## Document
● ● ●

Hye.
i've never thought people would read this. haha. just. that even if you are reading this i just hope you would just keep it as a secret. i mean to yourself. dont tell me that. cause then..i would feel mcm ohmygosh malu?
well..i've chatted with this someone i had a crush 2 years ago but then he had a girlfriend, and stuff. guess what's my wish this year? is to fall in love!:D yeah. im recovering from a really bad breakup, which..actually with a guy who i didn't even had a relationship with (?) ! i know i know it's a mess. but at least that's over. i feel more free and happy. it's not that he's all bad just that, we both kept this weird 'grudges' kott and constantly x puas hati dgn each other.
well, im afraid to trust cause i got rejected a couple of times already. guys i like seems to toy with me and it sucks.
so now.. yup i really wanna to have somebody but then again..i dont think my hearts ready for that kind of pain again. and again and again. supposedly it should be numb now.

● ● ●

## Supplied information
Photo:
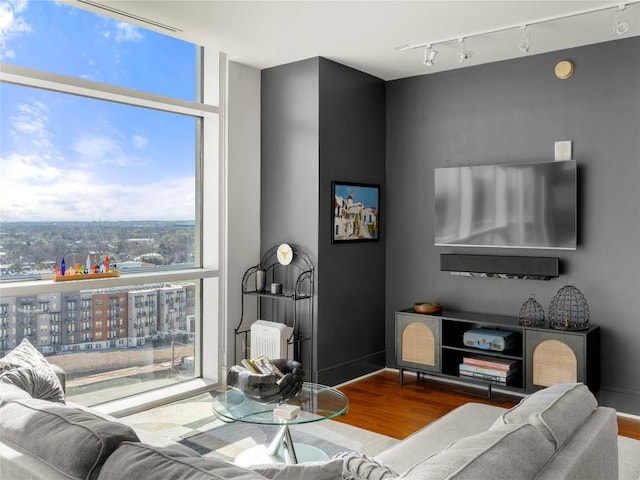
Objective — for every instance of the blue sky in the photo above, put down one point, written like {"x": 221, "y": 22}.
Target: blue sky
{"x": 64, "y": 157}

● ● ●

## Tasks
1. Answer these questions about the post:
(a) How long ago did the writer have a crush on the person they chatted with?
(b) What is the writer's wish this year?
(c) Why is the writer afraid to trust?
2. Quote the post between "well..i've chatted with" and "be numb now.", inclusive.
The listing has no connection to the post.

## Solution list
1.
(a) Two years ago.
(b) To fall in love.
(c) The writer has been rejected a couple of times already.

2.
well..i've chatted with this someone i had a crush 2 years ago but then he had a girlfriend, and stuff. guess what's my wish this year? is to fall in love!:D yeah. im recovering from a really bad breakup, which..actually with a guy who i didn't even had a relationship with (?) ! i know i know it's a mess. but at least that's over. i feel more free and happy. it's not that he's all bad just that, we both kept this weird 'grudges' kott and constantly x puas hati dgn each other.
well, im afraid to trust cause i got rejected a couple of times already. guys i like seems to toy with me and it sucks.
so now.. yup i really wanna to have somebody but then again..i dont think my hearts ready for that kind of pain again. and again and again. supposedly it should be numb now.